(Saved data entries)

--- START ---

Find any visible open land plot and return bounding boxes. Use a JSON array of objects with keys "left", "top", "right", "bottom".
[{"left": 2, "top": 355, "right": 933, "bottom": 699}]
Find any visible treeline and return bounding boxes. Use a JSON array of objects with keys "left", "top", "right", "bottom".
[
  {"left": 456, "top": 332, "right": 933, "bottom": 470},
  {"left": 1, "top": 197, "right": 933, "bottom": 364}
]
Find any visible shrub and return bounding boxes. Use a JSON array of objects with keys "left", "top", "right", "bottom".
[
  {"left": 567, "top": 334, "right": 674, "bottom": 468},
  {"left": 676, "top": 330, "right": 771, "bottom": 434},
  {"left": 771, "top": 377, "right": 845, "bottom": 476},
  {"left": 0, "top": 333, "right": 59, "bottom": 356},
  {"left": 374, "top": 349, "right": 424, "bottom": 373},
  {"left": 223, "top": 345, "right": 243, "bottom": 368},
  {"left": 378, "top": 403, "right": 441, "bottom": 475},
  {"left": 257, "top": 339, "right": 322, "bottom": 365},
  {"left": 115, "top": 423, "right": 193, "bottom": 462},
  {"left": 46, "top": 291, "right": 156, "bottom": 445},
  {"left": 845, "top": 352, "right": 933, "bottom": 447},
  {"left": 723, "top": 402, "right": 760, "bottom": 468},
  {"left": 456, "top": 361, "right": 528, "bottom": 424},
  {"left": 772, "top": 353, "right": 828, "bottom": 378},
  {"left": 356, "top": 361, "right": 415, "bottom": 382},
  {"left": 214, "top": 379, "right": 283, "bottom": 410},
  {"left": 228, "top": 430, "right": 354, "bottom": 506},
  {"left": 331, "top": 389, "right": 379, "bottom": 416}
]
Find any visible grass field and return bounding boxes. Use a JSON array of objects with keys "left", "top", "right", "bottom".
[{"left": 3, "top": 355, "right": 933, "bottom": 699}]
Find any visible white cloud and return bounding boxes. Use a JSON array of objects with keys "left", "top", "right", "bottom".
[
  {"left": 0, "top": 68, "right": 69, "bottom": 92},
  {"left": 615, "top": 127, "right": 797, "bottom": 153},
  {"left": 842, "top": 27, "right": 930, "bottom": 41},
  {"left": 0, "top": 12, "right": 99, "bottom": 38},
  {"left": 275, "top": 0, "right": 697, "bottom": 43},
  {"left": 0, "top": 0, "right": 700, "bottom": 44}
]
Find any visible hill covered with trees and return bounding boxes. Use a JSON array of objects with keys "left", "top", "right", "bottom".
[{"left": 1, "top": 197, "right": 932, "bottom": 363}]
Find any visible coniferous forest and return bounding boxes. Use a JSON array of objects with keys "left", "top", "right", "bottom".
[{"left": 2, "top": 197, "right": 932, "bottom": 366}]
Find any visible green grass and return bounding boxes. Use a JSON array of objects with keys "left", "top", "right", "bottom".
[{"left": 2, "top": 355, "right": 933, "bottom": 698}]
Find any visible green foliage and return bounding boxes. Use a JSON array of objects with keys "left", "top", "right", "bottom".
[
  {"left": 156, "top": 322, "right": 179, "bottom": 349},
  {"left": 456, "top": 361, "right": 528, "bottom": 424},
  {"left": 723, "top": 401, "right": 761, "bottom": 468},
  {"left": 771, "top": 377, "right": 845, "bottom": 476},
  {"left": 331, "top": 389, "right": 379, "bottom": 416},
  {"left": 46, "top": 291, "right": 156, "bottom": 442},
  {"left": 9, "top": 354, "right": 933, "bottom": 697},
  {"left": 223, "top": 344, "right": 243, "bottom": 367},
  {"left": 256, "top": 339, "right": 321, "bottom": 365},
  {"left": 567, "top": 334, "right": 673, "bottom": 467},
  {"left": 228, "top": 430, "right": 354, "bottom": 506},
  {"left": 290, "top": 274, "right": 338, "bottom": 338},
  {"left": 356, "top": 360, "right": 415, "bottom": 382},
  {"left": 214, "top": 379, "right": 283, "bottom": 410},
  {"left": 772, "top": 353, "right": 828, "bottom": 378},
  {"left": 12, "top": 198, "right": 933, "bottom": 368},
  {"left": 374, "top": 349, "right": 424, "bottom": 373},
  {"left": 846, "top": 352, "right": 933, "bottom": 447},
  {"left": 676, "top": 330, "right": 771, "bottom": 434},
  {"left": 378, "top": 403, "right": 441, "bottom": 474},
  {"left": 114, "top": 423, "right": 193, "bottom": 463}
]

--- END ---

Try it >> Could you output all of the records above exactly as given?

Exercise output >>
Find any visible open land plot and return bounding boxes. Use a JSON array of objects with keys "left", "top", "right", "bottom".
[{"left": 2, "top": 355, "right": 933, "bottom": 699}]
Find any visible treeline and return bounding boxes. Use a JSON array of objects with keys "left", "top", "right", "bottom".
[
  {"left": 456, "top": 332, "right": 933, "bottom": 470},
  {"left": 1, "top": 197, "right": 933, "bottom": 364}
]
Find any visible shrub and return bounding boxes. Use a JSON array of objects with keys "left", "top", "right", "bottom".
[
  {"left": 567, "top": 334, "right": 674, "bottom": 468},
  {"left": 676, "top": 330, "right": 771, "bottom": 434},
  {"left": 771, "top": 377, "right": 845, "bottom": 476},
  {"left": 0, "top": 333, "right": 59, "bottom": 356},
  {"left": 374, "top": 349, "right": 424, "bottom": 373},
  {"left": 223, "top": 345, "right": 243, "bottom": 368},
  {"left": 378, "top": 403, "right": 441, "bottom": 475},
  {"left": 257, "top": 339, "right": 322, "bottom": 365},
  {"left": 115, "top": 423, "right": 193, "bottom": 462},
  {"left": 46, "top": 291, "right": 156, "bottom": 445},
  {"left": 845, "top": 352, "right": 933, "bottom": 447},
  {"left": 723, "top": 402, "right": 760, "bottom": 468},
  {"left": 456, "top": 361, "right": 528, "bottom": 424},
  {"left": 772, "top": 353, "right": 828, "bottom": 378},
  {"left": 356, "top": 361, "right": 415, "bottom": 382},
  {"left": 214, "top": 379, "right": 283, "bottom": 410},
  {"left": 228, "top": 430, "right": 354, "bottom": 506},
  {"left": 331, "top": 389, "right": 379, "bottom": 416}
]
Find any visible grass field and return bounding boxes. Use a JSON array of objects with keys "left", "top", "right", "bottom".
[{"left": 3, "top": 355, "right": 933, "bottom": 699}]
Find any visible white cloud and return bounding boxes. Use a JSON array of objects with keys "left", "top", "right", "bottom".
[
  {"left": 0, "top": 68, "right": 69, "bottom": 92},
  {"left": 615, "top": 127, "right": 797, "bottom": 153},
  {"left": 842, "top": 27, "right": 930, "bottom": 41},
  {"left": 0, "top": 12, "right": 99, "bottom": 38},
  {"left": 275, "top": 0, "right": 697, "bottom": 43},
  {"left": 0, "top": 0, "right": 700, "bottom": 44}
]
Find any visible hill covered with trees and return bounding boxes. Use a JSON array of objects with keys "left", "top", "right", "bottom".
[{"left": 1, "top": 197, "right": 932, "bottom": 363}]
Find any visible coniferous forest and return bounding boxes. Use a JSON array of objects with keys "left", "top", "right", "bottom".
[{"left": 2, "top": 197, "right": 932, "bottom": 366}]
Find any visible green grass and return bounding boxes. Use a JSON array of objects with keys "left", "top", "right", "bottom".
[{"left": 2, "top": 355, "right": 933, "bottom": 698}]
Find any visible green foliage and return bounding boxes. Use a JSON array of objects with keys "left", "top", "right", "bottom".
[
  {"left": 156, "top": 322, "right": 179, "bottom": 349},
  {"left": 456, "top": 361, "right": 528, "bottom": 424},
  {"left": 723, "top": 401, "right": 761, "bottom": 468},
  {"left": 771, "top": 377, "right": 845, "bottom": 476},
  {"left": 331, "top": 389, "right": 379, "bottom": 416},
  {"left": 46, "top": 291, "right": 156, "bottom": 442},
  {"left": 9, "top": 354, "right": 933, "bottom": 697},
  {"left": 223, "top": 344, "right": 243, "bottom": 367},
  {"left": 256, "top": 339, "right": 321, "bottom": 365},
  {"left": 567, "top": 334, "right": 673, "bottom": 467},
  {"left": 228, "top": 430, "right": 354, "bottom": 506},
  {"left": 290, "top": 274, "right": 338, "bottom": 338},
  {"left": 356, "top": 360, "right": 415, "bottom": 382},
  {"left": 214, "top": 379, "right": 283, "bottom": 410},
  {"left": 772, "top": 353, "right": 828, "bottom": 378},
  {"left": 12, "top": 198, "right": 933, "bottom": 368},
  {"left": 374, "top": 349, "right": 424, "bottom": 373},
  {"left": 846, "top": 352, "right": 933, "bottom": 447},
  {"left": 676, "top": 330, "right": 771, "bottom": 434},
  {"left": 378, "top": 403, "right": 441, "bottom": 474},
  {"left": 114, "top": 423, "right": 193, "bottom": 463}
]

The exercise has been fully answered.